[llvm-commits] patch: CXAGuardElimination pass.

Mon May 25 17:51:29 PDT 2009

On Mon, May 25, 2009 at 5:17 PM, Nick Lewycky <nicholas at mxc.ca> wrote:
> Eli Friedman wrote:
>> On Mon, May 25, 2009 at 3:59 PM, Nick Lewycky <nicholas at mxc.ca> wrote:
>>> Eli Friedman wrote:
>>>> On Sun, May 24, 2009 at 11:25 PM, Nick Lewycky <nicholas at mxc.ca> wrote:
>>>>> Eli Friedman wrote:
>>>>>> On Sun, May 24, 2009 at 9:34 PM, Nick Lewycky <nicholas at mxc.ca> wrote:
>>>>>>> However, it doesn't simplify it down all the way. See llvm.org/PR4261 for an
>>>>>>> example of what happens after this optimization is applied on the above
>>>>>>> program. We may decide that PR4261 is too hard to fix in general and just
>>>>>>> add some extra logic to this pass, but I'd rather have this committed for a
>>>>>>> start.
>>>>>> Couldn't you just change AcquireRet from a constant 1 to a constant 0?
>>>>>>  If it's safe to remove the guard, I don't see how the chosen path
>>>>>> could make a difference.
>>>>> Release has to run. It has the visible effect of changing the guard
>>>>> variable to a 1. Nowhere in this pass do we prove those two calls are
>>>>> the only places looking at the guard variable.
>>>> Assuming it's actually a guard, nothing besides the guard should care
>>>> whether the guard variable initialized or not in the current call. The
>>>> pass as written already makes assumptions that agree with that: for
>>>> example, it doesn't bother to check for instructions with side-effects
>>>> after the call to __cxa_guard_release.
>>> I'm going to change my mind on this one. That's not safe. Here's my example.
>>>
>>> We have a function that calls __cxa_guard_acquire/release on a single
>>> guard variable. Then we decide to clone it as part of partial
>>> specialization.
>>>
>>> The initialization being guarded depends on some global variable -- if
>>> it's zero it does nothing, else it prints "foo". When cloneA is run we
>>> know that the global is always 0 so the initialization does nothing and
>>> we eliminate the guards. In cloneB the global is always non-zero, so it
>>> always prints "foo" to the screen and we keep the guards.

**DATA EXCERPTS**
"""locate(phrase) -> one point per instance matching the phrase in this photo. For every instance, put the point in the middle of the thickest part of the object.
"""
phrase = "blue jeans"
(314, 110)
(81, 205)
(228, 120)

**EXERCISE INSTRUCTIONS**
a – In the CXAGuardElimination thread, what visible effect of Release is given as the reason it has to run?
b – Carry the CXAGuardElimination thread on from the point where it stops.
Nothing in the lines is needed here.

**ANSWERS PROVIDED**
a – It changes the guard variable to a 1.

b –
>>>
>>> When cloneA runs it needs to mark the guard variable as being "already
>>> initialized" or else when cloneB runs it will go ahead and print "foo"
>>> and it's not supposed to. You've changed the behaviour of the program.
>>
>> Ooh, that's right.  Actually, it gets nastier than that: suppose
>> something like the following:
>>
>> static int gval1 = 1;
>> int gval2 = 1;
>> struct A { A() { if (gval1) { printf("%d\n", gval2); } };
>> void a() { static A x(); gval2 = 0;}
>> void b() { a(); }
>> void c() { gval1 = 0; a(); }
>>
>> Then suppose b() and c() are called at the same time on separate
>> threads, and we've inlined/optimized everything; if the guard is
>> removed from c(), we can end up printing out "0", which shouldn't be
>> possible because setting gval2 to zero only happens after the
>> constructor for A finishes.
>
> Right. deadGuardElim checks for memory *reads* as well as writes and
> unwinds in order to prevent this sort of thing from happening.

If a() gets inlined into c(), the load inside A() of gval1 can be
eliminated; I'm not sure if we do that particular optimization at the
moment, though.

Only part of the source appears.